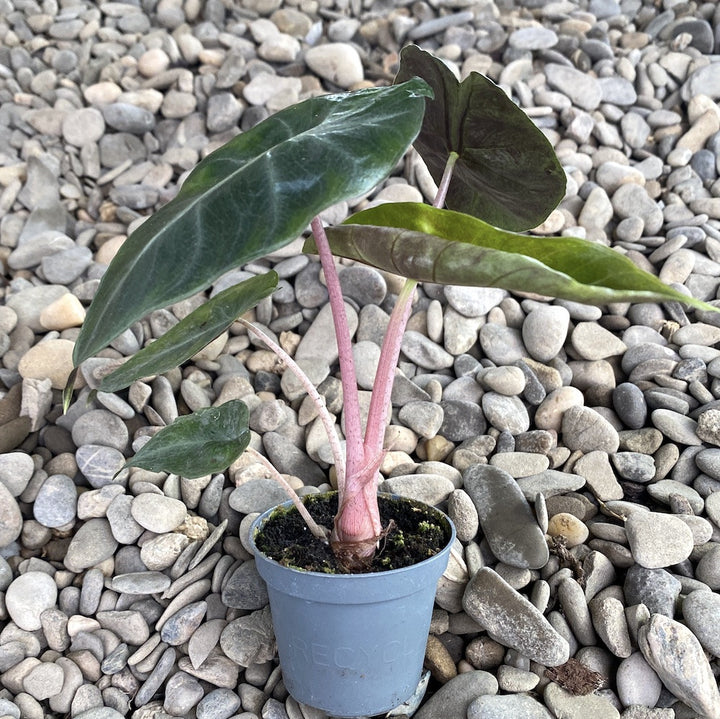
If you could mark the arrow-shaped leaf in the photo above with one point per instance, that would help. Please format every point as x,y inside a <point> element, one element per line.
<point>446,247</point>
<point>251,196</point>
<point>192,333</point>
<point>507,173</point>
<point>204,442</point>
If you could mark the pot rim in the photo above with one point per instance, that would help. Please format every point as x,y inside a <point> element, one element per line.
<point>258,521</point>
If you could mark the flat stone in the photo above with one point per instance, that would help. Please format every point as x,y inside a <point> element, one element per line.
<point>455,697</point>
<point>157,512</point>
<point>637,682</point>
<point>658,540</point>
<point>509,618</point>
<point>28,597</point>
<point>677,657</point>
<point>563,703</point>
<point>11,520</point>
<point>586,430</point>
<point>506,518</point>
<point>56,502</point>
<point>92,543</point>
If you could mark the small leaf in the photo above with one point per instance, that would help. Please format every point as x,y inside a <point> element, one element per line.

□ □ □

EXERCISE DESCRIPTION:
Copy out the rows word for word, from the line containing "If you could mark the flat" through the last line of the rows, both ends included.

THE OUTPUT:
If you could mark the flat stone in the photo above with one point per instance, that would help. Please format every point as x,y inside a <point> element, one element per line.
<point>455,697</point>
<point>157,512</point>
<point>637,682</point>
<point>658,540</point>
<point>509,618</point>
<point>28,597</point>
<point>677,657</point>
<point>563,703</point>
<point>11,520</point>
<point>586,430</point>
<point>506,518</point>
<point>56,502</point>
<point>92,543</point>
If you could mark the small leaf in the photo above with one point per instance, that would help. Please format every point as x,y inside a <point> element, one element per line.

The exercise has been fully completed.